───── Selected text

= Chicago Statement on Biblical Inerrancy =

1978 statement formulated by evangelical leaders

The Chicago Statement on Biblical Inerrancy is a written statement of belief formulated by more than 200 evangelical leaders at a conference convened by the International Council on Biblical Inerrancy and held in Chicago in October 1978. The statement was designed to defend the position of biblical inerrancy against a trend toward liberal conceptions of Scripture.

The subsequent November 1982 Chicago Statement on Biblical Hermeneutics recognised the need to add a hermeneutical framework to the statement.

Finally the December 1986 conference adopted the Chicago Statement on Biblical Application.

==Inerrancy statement==
The inerrancy statement elaborates on various details in articles formed as couplets of "We affirm ..." and "We deny ...". Under the statement, inerrancy applies only to the "original manuscripts" which no longer exist, but which, its adherents claim, "can be ascertained from available manuscripts with great accuracy" (Article 10). In the statement, inerrancy does not refer to a blind literal interpretation, and that "history must be treated as history, poetry as poetry, hyperbole and metaphor as hyperbole and metaphor, generalization and approximation as what they are, and so forth". It also makes it clear that the signers deny "that Biblical infallibility and inerrancy are limited to spiritual, religious, or redemptive themes, exclusive of assertions in the fields of history and science. We further deny that scientific hypotheses about earth history may properly be used to overturn the teaching of Scripture on creation and the flood."

──────────

# [Jobs]
1. According to the Chicago Statement text, how many evangelical leaders formulated the statement?
2. Copy out the Chicago Statement text word for word, starting with "The Chicago Statement on Biblical Inerrancy" and going on through "to the statement.".
3. Pick up the Chicago Statement text after its final sentence and keep writing it.

───── Data extract

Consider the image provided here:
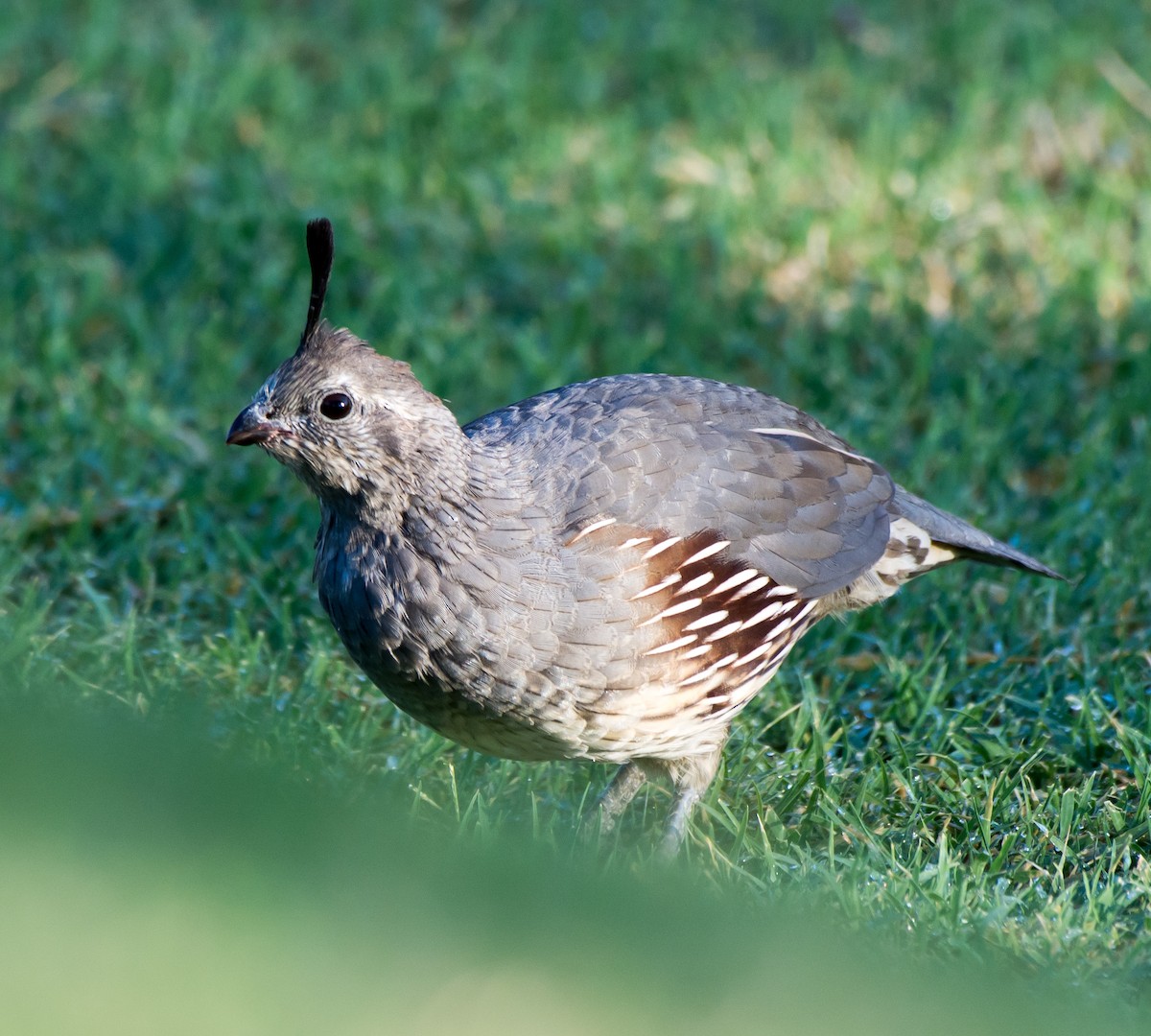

──────────

# [Responses]
1. More than 200 evangelical leaders formulated it.

2.
The Chicago Statement on Biblical Inerrancy is a written statement of belief formulated by more than 200 evangelical leaders at a conference convened by the International Council on Biblical Inerrancy and held in Chicago in October 1978. The statement was designed to defend the position of biblical inerrancy against a trend toward liberal conceptions of Scripture.

The subsequent November 1982 Chicago Statement on Biblical Hermeneutics recognised the need to add a hermeneutical framework to the statement.

3.
Signatories to the statement came from a variety of evangelical Christian denominations, and included Robert Preus, James Montgomery Boice, Kenneth Kantzer, J. I. Packer, Francis Schaeffer, R. C. Sproul, and John F. MacArthur.

==Hermeneutics statement==
The hermeneutics statement recognized that "the values of a commitment [to inerrancy] are only as real as one's understanding of the meaning of Scripture". It particularly aimed to address "the meaning of the 'grammatico-historical exegesis' mentioned in Article XIII".

==Biblical application statement==
The foci of the summit on biblical application were "the Trinitarian foundations that must give shape to all the church's life and witness, and then on a number of community concerns that come under the heading of Christian social ethics. These themes were chosen partly for their intrinsic importance and partly because there is need to dispel doubts as to whether Bible believers can ever agree on how to respond to them. ... [It] offers a high degree of consensus as to how a trusted Bible directs prayer, planning and action in today's drifting society."

==Notable signers==

- Gleason Archer Jr.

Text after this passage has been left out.